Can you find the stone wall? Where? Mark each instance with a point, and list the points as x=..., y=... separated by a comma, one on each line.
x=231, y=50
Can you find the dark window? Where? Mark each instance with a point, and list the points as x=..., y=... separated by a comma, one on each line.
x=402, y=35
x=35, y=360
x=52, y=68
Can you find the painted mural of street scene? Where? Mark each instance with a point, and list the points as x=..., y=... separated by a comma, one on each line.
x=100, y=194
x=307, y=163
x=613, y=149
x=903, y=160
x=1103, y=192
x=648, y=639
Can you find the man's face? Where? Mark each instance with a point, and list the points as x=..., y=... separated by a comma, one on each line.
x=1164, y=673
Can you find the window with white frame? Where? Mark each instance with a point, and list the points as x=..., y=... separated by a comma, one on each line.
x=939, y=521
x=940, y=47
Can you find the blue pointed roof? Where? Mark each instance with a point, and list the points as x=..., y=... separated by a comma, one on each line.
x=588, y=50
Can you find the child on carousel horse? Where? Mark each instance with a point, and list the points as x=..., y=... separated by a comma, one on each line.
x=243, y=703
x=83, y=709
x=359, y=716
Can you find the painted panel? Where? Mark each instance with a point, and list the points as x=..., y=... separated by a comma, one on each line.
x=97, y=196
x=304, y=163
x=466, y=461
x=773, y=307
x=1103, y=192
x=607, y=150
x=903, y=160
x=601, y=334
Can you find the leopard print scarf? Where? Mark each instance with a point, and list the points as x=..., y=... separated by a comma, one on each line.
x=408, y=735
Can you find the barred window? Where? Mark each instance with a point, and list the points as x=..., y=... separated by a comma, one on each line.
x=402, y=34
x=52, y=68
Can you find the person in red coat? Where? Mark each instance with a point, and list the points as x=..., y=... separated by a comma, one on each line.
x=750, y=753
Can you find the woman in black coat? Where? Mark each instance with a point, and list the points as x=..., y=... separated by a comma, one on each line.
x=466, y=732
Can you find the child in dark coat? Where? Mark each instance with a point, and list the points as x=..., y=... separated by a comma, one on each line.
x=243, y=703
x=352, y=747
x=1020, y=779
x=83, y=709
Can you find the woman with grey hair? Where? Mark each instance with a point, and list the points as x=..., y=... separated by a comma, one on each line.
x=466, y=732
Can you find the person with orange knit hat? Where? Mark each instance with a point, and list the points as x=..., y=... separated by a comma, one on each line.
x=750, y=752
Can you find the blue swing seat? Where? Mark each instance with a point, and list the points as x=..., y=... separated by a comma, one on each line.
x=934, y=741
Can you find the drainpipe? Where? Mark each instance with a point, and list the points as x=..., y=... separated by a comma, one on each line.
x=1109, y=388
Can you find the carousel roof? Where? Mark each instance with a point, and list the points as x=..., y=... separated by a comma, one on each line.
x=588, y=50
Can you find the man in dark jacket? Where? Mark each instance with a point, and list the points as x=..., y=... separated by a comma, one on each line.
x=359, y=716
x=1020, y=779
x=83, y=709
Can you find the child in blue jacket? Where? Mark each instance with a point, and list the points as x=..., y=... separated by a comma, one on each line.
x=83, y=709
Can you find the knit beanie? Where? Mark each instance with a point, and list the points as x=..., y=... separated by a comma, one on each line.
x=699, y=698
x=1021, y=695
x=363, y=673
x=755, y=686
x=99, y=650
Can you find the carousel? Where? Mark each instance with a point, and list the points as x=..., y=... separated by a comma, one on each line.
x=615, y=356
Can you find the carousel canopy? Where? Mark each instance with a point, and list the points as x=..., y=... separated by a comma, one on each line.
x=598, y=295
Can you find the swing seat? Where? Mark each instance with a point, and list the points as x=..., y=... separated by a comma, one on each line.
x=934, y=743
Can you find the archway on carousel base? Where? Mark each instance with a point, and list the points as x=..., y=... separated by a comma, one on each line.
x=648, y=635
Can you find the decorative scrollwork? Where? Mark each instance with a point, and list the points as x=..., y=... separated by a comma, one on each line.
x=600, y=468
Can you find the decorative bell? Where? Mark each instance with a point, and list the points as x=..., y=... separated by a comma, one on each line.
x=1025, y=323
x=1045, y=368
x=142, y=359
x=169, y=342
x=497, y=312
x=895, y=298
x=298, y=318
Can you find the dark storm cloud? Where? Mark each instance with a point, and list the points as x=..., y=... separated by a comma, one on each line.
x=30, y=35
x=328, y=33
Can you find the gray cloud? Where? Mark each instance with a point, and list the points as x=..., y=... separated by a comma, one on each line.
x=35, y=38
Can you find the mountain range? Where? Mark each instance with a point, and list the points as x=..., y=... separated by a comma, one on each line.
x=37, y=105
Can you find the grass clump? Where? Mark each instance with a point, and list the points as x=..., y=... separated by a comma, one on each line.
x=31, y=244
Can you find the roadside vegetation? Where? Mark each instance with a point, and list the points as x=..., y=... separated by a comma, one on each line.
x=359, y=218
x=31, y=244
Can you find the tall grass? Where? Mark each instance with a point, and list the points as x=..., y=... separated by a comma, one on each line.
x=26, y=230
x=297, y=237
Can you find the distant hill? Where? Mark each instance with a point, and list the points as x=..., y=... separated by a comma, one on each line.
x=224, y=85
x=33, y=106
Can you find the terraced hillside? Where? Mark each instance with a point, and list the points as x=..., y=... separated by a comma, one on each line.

■ ■ ■ ■

# EXERCISE AIM:
The expected answer is a word-for-word copy of every line from the one that contains "Can you find the tall" through the final line of the material.

# EXERCISE ANSWER:
Can you find the tall grass? Where? Mark each instance with a point, and list the points as x=..., y=... separated by a comma, one on each line.
x=26, y=230
x=297, y=237
Can you find the distant hill? Where? Mark each instance with a point, and list the points as x=..., y=... separated by a comma, one on each line.
x=224, y=85
x=33, y=106
Can you find the terraced hillside? Where? Mark each instance with a point, and list the points as x=..., y=... separated by a comma, one on each line.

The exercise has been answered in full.